> Exercise: Show every line of the listing below that contains the string "blue".
[Begin]
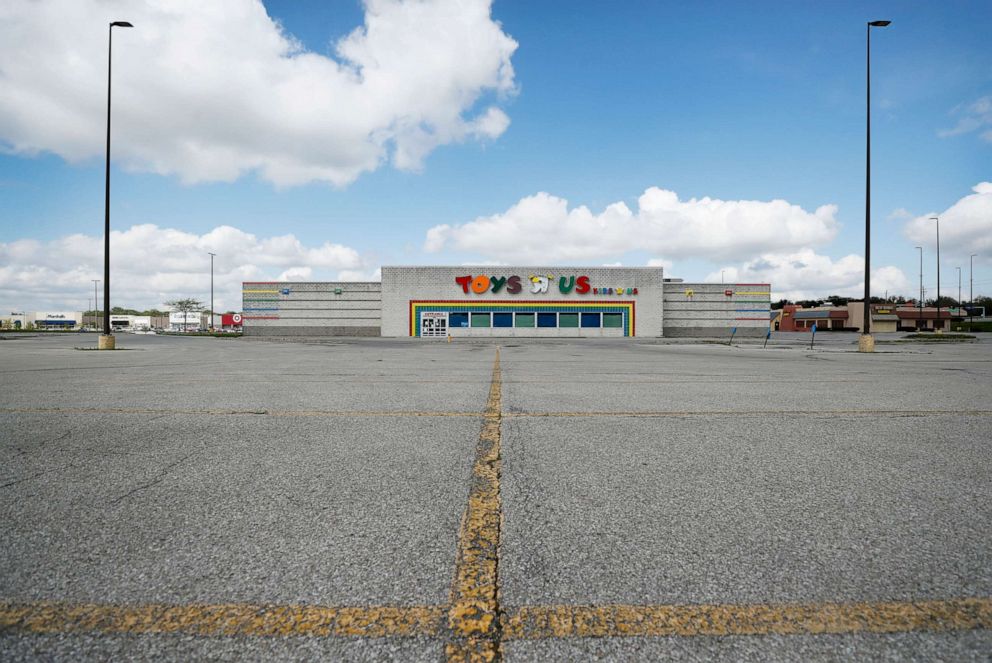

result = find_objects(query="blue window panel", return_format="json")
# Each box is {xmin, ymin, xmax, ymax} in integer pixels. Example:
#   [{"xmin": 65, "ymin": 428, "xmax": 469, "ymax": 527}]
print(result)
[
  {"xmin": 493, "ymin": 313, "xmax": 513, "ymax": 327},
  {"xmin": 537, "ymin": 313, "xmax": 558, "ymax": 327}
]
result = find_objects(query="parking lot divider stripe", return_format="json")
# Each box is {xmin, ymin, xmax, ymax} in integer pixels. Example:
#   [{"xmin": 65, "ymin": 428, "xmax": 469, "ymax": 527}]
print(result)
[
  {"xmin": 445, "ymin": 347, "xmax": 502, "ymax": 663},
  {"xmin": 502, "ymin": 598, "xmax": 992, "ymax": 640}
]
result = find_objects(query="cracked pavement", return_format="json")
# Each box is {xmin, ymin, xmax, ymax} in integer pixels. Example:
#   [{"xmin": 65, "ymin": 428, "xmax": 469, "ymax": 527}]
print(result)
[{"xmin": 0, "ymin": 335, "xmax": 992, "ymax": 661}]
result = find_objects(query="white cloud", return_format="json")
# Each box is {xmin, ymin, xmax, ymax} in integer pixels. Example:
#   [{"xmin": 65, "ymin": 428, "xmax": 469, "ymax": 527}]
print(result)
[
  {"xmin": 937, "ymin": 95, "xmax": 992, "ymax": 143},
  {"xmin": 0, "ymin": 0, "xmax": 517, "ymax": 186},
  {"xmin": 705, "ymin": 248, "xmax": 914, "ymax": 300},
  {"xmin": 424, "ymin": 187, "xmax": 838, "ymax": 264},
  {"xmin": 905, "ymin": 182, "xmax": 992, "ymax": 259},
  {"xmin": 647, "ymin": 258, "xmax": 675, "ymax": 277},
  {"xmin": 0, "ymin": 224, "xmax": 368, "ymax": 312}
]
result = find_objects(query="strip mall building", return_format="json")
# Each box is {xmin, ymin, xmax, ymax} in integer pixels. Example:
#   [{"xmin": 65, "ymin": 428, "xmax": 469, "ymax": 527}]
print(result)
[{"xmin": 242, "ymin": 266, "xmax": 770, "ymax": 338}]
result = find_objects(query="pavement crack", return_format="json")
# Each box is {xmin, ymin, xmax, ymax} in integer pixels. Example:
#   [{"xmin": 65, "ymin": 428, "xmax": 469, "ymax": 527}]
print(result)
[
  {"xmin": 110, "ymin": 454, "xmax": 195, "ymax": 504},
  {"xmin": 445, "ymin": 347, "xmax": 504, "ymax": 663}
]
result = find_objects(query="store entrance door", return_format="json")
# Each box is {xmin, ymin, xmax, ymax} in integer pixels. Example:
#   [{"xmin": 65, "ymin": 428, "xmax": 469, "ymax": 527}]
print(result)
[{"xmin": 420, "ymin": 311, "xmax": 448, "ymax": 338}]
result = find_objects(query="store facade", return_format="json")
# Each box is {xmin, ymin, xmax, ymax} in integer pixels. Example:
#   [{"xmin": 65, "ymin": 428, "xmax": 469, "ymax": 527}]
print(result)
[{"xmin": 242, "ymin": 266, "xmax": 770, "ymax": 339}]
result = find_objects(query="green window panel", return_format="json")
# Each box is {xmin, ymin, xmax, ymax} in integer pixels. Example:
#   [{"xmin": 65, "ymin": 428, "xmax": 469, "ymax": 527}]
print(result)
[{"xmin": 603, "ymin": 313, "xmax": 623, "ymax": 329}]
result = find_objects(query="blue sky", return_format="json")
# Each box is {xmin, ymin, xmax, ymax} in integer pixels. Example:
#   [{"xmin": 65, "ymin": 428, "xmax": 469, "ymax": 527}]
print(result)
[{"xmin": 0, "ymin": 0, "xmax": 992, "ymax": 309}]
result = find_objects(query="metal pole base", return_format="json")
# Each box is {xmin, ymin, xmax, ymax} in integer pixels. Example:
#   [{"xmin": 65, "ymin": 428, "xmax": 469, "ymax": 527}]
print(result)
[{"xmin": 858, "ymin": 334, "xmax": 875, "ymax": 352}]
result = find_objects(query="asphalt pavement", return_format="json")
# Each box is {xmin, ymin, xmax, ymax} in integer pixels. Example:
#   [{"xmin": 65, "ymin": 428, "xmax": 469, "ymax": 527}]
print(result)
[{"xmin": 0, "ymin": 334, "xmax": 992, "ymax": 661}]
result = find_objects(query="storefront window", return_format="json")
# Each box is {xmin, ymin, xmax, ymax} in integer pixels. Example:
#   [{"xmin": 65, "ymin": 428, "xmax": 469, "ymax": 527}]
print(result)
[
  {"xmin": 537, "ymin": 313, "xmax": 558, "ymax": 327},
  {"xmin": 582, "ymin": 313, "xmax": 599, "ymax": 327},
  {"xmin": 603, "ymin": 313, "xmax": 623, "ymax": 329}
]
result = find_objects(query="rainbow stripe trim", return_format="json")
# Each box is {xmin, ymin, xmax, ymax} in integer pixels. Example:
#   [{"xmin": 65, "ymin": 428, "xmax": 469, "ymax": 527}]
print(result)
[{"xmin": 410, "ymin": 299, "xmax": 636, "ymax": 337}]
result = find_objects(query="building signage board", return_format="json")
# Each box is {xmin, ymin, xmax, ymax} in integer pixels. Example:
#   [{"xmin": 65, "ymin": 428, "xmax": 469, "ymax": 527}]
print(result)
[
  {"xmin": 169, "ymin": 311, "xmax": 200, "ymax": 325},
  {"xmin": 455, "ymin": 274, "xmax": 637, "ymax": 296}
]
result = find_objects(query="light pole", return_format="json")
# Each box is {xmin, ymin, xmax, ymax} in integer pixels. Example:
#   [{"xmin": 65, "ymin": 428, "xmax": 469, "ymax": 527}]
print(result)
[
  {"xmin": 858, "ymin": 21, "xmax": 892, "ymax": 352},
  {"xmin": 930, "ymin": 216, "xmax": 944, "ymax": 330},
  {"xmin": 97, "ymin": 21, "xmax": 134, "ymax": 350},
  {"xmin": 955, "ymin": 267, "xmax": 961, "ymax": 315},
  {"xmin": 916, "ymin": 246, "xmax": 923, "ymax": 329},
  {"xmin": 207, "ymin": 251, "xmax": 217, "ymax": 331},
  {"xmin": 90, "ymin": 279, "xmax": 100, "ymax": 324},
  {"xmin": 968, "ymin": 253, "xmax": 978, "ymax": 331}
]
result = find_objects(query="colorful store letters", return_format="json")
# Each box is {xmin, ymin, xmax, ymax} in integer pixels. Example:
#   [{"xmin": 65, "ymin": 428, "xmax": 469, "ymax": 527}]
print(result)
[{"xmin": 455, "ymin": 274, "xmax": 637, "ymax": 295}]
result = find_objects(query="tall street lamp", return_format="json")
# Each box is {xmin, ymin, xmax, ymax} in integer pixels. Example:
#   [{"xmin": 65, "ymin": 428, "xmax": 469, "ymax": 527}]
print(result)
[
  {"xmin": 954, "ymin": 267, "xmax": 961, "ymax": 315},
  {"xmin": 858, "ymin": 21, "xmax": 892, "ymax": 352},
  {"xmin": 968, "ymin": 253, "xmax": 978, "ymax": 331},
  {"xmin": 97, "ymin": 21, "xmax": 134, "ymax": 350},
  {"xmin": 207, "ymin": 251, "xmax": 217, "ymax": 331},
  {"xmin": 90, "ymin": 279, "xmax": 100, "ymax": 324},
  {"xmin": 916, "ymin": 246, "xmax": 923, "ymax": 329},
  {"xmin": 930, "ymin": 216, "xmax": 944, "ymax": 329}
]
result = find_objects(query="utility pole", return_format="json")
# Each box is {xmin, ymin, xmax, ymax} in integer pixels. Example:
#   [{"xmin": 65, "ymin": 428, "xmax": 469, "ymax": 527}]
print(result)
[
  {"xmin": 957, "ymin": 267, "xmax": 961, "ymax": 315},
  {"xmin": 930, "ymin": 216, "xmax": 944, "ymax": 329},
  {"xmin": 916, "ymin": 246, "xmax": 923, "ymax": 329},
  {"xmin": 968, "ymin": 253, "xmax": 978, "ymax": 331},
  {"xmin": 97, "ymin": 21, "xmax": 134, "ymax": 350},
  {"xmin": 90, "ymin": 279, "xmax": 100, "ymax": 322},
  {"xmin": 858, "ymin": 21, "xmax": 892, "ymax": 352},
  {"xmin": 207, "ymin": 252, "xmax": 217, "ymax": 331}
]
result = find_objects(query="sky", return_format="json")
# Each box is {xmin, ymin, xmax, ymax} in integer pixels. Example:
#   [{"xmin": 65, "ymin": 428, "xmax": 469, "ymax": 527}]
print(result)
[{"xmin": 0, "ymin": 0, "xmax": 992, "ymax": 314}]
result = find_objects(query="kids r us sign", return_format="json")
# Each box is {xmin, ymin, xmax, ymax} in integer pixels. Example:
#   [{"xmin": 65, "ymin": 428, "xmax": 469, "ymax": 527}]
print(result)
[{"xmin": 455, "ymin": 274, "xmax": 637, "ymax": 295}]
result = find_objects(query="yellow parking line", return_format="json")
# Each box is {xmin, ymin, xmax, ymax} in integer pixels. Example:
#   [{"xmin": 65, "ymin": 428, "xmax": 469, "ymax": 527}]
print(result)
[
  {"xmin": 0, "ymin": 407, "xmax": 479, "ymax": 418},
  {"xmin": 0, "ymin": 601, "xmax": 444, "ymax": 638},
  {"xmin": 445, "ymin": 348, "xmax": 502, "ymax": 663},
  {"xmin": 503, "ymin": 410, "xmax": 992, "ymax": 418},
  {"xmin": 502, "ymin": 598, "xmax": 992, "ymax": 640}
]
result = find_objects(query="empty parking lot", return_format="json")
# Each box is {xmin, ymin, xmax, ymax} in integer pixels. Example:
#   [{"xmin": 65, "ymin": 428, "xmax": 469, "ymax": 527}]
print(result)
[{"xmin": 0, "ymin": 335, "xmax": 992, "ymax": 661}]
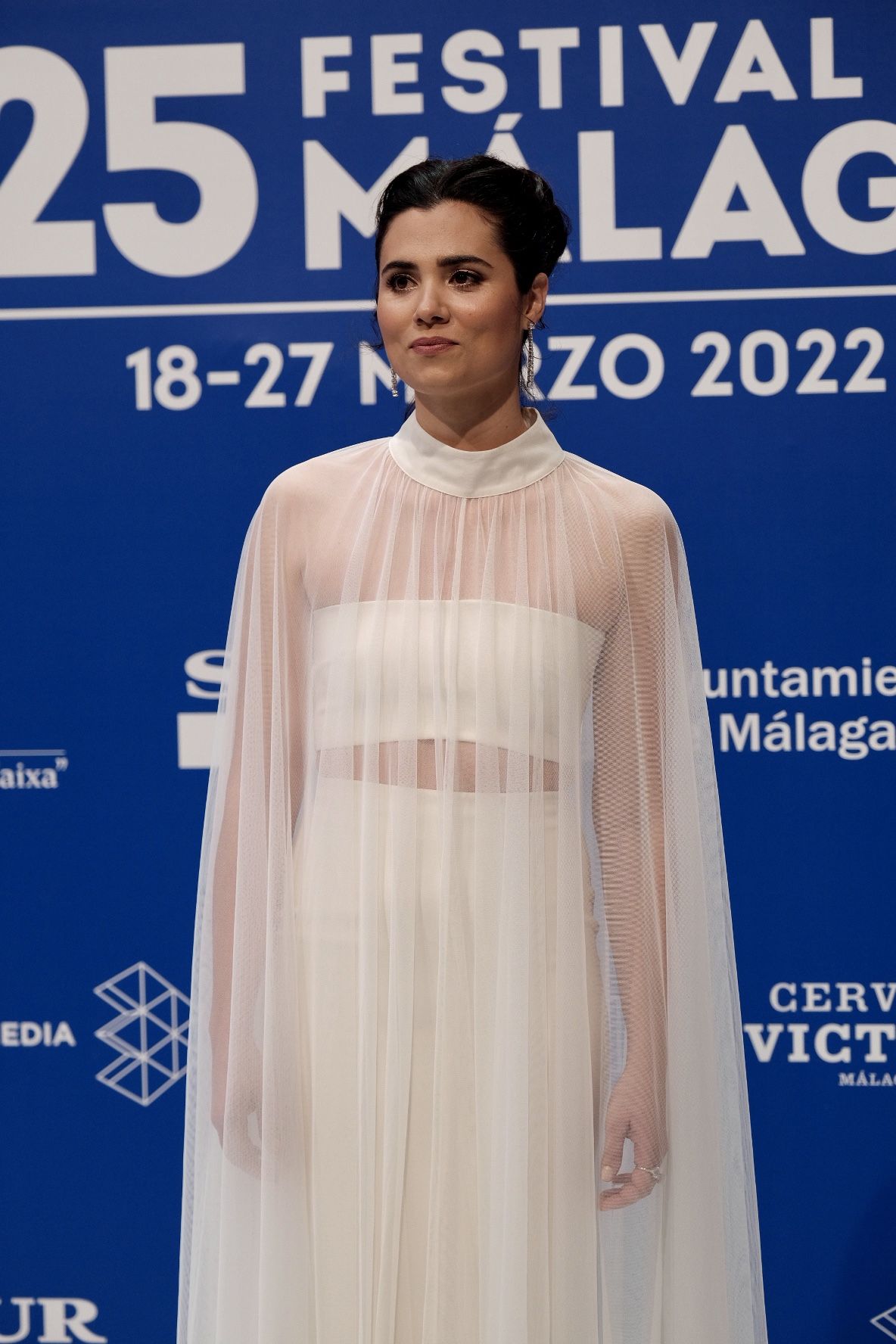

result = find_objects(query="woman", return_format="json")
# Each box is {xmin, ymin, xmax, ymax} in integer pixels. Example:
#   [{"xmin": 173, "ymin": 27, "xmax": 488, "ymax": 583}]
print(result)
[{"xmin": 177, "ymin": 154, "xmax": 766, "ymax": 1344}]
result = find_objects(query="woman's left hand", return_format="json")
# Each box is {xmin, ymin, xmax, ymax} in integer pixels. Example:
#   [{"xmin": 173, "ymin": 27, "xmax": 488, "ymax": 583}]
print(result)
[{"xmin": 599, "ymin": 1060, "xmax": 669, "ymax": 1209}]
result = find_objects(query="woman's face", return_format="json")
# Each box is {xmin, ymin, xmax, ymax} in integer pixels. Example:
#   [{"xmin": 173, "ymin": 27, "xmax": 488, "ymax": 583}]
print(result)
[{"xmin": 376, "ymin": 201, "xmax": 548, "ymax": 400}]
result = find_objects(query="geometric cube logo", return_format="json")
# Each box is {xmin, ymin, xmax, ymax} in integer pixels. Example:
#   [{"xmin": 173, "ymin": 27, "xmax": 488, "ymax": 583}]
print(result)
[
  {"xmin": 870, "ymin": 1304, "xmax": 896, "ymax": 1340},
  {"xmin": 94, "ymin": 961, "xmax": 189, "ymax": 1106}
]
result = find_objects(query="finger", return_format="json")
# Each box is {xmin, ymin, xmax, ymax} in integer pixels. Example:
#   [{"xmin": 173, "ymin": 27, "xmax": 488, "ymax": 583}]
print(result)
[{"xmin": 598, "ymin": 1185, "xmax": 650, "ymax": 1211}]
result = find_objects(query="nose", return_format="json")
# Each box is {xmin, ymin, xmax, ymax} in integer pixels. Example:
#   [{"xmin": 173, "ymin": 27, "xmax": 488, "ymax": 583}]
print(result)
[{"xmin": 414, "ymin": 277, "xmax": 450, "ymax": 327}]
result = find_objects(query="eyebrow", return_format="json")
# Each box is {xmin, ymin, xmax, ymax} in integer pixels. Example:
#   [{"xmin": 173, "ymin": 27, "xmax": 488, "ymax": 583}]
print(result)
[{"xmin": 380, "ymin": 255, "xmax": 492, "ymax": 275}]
[End]
> Finished task:
result = find_objects(query="blue window panel", return_format="json")
result = find_objects(query="blue sky", return_format="json")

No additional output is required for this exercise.